==== Text to read ====
SFEcon's boundary conditions are composed by the utility parameters with which Hayek states the Vienna problem. Given no more than the shapes of the economy's production and utility tradeoffs, the SFEcon program will efficiently emulate all the activities of asset creation and distribution that culminate in a steady-state of asset levels that instantiates Pareto optimality. Observing this process, you will see the model internally generating prices and everything else Hayek thought necessary to economic calculation. Once again, the calculations are not in any way centralized: they are, rather, replicated at each cell of the I/O context, somewhat in analogy to object-oriented programming.

Continuing this impulse into economic science would set the task of macroeconomic theory as 1) understanding market prices as fragmentary epitomes of the current economic state, such that 2) the isolated responses of petty economic actors to these prices always direct the economy toward a singular state characterized by Pareto’s criteria. The problem of the utilization of knowledge which is not given to anyone in its totality is ultimately the solution to economics’ non-computability problem: the exertions needed to solve this mere mathematical preliminary to the study of the main problem reveal how distributed economic knowledge is utilized.
==== Records shown ====
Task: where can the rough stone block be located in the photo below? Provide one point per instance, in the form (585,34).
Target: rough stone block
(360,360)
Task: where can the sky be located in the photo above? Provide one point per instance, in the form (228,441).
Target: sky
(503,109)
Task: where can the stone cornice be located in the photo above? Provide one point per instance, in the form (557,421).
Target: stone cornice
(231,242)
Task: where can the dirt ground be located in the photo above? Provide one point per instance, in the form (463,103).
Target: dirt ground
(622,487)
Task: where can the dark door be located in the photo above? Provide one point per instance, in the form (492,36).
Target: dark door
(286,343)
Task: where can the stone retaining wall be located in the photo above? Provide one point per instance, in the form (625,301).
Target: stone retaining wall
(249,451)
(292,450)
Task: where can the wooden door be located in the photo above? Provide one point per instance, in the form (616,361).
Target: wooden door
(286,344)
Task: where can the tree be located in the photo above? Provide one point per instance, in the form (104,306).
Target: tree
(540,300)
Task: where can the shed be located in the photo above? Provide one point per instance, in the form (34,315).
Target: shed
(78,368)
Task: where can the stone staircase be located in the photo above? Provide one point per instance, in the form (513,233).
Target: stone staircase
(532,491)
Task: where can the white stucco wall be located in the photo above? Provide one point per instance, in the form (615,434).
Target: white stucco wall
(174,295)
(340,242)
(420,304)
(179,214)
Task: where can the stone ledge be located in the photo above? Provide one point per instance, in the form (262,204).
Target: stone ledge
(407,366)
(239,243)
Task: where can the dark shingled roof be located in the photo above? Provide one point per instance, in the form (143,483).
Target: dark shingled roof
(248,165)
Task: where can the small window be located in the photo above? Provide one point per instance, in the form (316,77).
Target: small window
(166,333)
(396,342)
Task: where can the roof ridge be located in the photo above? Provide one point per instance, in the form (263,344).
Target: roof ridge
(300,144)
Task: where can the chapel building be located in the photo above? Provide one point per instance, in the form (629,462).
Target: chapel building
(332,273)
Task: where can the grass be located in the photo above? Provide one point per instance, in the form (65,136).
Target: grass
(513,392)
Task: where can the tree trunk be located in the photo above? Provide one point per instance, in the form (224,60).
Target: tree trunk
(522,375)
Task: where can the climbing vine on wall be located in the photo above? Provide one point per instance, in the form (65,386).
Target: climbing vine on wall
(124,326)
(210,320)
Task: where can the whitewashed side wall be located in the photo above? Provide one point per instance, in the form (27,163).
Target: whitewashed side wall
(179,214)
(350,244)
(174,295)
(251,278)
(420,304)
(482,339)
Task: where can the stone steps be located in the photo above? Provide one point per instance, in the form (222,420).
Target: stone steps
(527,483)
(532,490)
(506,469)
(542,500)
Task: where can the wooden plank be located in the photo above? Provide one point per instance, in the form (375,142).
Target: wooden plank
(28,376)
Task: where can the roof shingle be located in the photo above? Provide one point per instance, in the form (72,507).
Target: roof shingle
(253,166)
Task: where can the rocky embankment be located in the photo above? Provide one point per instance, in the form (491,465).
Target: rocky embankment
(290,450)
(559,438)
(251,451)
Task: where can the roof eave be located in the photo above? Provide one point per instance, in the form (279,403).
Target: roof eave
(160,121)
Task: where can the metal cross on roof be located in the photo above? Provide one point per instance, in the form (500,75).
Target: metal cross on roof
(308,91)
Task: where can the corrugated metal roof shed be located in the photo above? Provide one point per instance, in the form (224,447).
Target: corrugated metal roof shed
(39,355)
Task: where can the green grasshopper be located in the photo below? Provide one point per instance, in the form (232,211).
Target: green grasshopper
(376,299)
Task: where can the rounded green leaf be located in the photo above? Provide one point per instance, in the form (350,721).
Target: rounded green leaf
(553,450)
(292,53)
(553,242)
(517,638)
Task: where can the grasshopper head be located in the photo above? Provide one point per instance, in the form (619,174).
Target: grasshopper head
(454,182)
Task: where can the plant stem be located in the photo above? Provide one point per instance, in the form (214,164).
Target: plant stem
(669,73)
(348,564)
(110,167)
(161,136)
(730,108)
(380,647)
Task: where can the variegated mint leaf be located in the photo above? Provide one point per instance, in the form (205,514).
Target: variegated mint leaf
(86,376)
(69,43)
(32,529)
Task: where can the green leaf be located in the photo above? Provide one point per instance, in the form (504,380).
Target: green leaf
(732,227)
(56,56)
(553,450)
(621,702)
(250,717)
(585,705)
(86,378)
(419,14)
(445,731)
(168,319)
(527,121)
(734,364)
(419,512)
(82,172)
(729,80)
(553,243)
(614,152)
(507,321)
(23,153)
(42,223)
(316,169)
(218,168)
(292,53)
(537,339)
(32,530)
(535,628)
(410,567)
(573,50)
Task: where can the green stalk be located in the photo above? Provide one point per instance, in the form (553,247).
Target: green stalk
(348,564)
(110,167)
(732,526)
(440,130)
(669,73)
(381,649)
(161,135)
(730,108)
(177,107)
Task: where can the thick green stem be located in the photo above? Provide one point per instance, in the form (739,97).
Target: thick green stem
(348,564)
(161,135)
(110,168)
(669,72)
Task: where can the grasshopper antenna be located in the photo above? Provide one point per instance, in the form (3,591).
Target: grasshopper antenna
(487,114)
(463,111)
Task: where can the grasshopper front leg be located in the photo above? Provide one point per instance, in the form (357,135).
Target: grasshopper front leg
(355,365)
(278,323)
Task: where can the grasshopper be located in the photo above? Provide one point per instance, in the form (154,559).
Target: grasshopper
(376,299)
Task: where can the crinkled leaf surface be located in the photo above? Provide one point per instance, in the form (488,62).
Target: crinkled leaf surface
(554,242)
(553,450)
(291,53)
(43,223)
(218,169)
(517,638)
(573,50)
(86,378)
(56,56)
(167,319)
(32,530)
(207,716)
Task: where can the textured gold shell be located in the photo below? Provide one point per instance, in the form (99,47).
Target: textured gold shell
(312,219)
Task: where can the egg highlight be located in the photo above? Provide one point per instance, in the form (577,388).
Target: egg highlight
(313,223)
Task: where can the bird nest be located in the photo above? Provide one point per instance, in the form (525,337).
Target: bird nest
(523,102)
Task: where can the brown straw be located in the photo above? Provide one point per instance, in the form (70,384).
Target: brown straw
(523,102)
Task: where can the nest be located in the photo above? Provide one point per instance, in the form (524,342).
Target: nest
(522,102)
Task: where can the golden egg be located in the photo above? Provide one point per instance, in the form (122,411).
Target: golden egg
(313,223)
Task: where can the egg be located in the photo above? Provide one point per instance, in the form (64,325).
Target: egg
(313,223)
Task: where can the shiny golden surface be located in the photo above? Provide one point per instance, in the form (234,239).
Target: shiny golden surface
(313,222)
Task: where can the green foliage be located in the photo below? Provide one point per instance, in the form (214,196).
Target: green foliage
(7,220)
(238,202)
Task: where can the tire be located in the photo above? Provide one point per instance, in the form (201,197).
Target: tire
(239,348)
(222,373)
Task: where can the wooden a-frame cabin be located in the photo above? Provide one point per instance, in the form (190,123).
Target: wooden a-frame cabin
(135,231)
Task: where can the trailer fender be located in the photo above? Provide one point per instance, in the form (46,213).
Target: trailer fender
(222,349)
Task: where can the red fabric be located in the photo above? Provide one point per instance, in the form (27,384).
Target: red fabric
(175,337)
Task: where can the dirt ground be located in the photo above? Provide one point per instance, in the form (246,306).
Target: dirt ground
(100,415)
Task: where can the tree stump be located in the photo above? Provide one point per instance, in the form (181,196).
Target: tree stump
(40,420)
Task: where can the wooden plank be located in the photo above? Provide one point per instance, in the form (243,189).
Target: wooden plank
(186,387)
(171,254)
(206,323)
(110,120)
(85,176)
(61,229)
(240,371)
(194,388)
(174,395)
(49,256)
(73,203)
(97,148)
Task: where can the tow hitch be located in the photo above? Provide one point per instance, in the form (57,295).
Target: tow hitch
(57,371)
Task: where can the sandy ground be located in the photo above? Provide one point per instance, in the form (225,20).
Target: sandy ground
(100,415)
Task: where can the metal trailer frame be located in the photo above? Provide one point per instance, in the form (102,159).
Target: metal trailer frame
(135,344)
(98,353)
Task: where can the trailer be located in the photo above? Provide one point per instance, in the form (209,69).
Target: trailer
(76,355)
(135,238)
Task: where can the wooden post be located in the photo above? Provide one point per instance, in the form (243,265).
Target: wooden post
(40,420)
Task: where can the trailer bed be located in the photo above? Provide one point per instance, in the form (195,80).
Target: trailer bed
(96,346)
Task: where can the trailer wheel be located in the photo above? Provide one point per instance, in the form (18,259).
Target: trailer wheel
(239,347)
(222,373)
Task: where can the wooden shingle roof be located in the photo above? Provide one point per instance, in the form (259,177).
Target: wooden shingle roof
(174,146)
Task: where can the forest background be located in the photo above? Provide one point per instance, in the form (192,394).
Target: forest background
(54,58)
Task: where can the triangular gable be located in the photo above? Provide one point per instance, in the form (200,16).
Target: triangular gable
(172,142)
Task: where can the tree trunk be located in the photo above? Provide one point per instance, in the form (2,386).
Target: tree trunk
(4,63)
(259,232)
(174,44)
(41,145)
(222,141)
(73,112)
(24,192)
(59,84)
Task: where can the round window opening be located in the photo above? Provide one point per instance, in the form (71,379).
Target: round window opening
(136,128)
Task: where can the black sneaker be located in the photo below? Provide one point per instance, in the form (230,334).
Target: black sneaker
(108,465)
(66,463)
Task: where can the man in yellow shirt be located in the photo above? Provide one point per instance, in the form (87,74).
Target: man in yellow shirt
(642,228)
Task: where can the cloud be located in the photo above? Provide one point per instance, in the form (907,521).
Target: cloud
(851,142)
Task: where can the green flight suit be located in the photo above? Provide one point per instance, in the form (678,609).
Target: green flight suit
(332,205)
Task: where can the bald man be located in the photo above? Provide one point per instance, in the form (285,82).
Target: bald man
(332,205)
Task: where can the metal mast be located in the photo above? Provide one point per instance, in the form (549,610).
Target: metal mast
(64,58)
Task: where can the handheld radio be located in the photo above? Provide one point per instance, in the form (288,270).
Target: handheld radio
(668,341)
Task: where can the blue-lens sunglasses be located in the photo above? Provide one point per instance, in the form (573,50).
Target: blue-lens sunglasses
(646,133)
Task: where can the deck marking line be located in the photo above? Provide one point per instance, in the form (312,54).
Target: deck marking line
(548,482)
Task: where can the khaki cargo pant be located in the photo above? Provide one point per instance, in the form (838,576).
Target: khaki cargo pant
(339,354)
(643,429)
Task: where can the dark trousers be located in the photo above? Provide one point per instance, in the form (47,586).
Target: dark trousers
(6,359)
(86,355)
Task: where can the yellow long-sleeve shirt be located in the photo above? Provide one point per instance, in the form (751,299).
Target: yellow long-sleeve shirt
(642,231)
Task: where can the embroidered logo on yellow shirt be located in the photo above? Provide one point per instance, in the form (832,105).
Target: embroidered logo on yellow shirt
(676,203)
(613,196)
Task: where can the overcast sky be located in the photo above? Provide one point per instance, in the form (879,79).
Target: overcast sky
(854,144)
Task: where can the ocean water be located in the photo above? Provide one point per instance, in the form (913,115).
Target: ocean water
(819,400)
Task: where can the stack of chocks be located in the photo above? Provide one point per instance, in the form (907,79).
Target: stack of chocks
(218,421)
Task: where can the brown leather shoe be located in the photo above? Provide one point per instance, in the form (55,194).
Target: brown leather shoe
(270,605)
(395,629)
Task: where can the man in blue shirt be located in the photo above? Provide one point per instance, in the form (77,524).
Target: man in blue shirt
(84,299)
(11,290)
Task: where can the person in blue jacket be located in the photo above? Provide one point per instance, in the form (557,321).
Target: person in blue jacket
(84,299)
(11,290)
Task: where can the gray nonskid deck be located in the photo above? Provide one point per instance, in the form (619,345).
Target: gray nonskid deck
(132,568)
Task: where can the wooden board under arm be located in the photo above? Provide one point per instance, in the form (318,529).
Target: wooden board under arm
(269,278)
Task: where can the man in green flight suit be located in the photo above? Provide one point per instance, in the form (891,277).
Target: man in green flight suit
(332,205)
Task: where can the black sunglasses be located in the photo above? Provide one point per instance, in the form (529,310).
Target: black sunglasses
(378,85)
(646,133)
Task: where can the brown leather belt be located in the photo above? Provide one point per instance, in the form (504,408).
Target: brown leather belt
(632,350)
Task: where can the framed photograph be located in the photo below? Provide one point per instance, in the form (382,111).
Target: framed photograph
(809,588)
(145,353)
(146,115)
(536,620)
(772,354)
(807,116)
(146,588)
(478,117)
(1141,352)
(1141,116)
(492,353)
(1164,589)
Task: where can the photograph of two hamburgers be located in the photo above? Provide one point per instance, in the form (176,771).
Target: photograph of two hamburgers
====
Exercise instructions:
- 1) In the passage on SFEcon, give again the part that opens with the words "SFEcon's boundary conditions" and closes with "to object-oriented programming.", changing "utility" to "preference".
- 2) What does the passage on SFEcon say the model's boundary conditions are composed of?

Solutions to the tasks:
- 1)
SFEcon's boundary conditions are composed by the preference parameters with which Hayek states the Vienna problem. Given no more than the shapes of the economy's production and preference tradeoffs, the SFEcon program will efficiently emulate all the activities of asset creation and distribution that culminate in a steady-state of asset levels that instantiates Pareto optimality. Observing this process, you will see the model internally generating prices and everything else Hayek thought necessary to economic calculation. Once again, the calculations are not in any way centralized: they are, rather, replicated at each cell of the I/O context, somewhat in analogy to object-oriented programming.

- 2) The utility parameters with which Hayek states the Vienna problem.